» Data records:

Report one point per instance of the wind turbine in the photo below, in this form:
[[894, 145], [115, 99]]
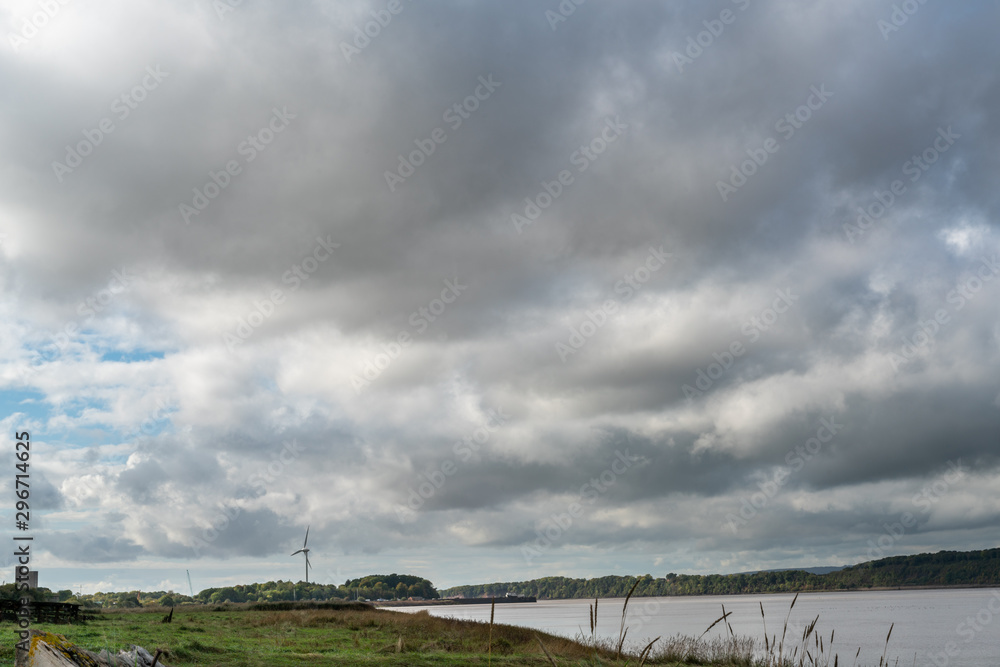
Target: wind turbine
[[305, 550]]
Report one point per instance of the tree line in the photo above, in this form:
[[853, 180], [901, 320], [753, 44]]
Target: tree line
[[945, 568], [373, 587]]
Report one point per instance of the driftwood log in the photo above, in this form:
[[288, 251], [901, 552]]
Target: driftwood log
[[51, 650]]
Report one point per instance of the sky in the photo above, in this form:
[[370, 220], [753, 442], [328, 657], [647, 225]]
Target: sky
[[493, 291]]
--
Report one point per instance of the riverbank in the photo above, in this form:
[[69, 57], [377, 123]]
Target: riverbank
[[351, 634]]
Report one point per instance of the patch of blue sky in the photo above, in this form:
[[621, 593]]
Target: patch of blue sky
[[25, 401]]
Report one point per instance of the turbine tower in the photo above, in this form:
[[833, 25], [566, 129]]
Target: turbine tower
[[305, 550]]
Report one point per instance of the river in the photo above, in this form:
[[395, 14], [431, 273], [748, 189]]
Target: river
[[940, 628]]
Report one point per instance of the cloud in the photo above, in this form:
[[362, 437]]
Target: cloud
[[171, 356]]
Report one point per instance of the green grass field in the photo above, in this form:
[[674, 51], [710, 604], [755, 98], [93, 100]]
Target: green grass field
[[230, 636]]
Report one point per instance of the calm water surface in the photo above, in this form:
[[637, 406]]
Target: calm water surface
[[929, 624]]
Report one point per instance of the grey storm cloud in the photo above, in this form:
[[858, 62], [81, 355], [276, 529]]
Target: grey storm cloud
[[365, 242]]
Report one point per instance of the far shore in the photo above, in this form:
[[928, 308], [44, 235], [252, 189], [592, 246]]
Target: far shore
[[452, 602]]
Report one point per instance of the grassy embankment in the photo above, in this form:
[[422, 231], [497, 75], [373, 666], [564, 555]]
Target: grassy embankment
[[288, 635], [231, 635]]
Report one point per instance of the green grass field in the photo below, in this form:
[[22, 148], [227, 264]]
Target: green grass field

» What the task requires: Reproduce word for word the rows from the line containing "Report one point per instance of the wind" through the line containing "[[493, 291]]", both included. Omit the pictures from your reproduction.

» Solution for this problem:
Report one point per instance of the wind turbine in the photo below, in this form:
[[894, 145], [115, 99]]
Target: wind turbine
[[305, 550]]
Report one point per instance of the tree line in the photo above, in this form:
[[853, 180], [901, 320], [753, 44]]
Target: tree line
[[945, 568], [373, 587]]
Report one point per instance of the driftwood log in the photo above, in this form:
[[288, 251], [901, 552]]
Target: driftwood log
[[51, 650]]
Report one point per instance of the sky in the photo above, in this form:
[[370, 220], [753, 442], [328, 657], [647, 225]]
Target: sky
[[493, 291]]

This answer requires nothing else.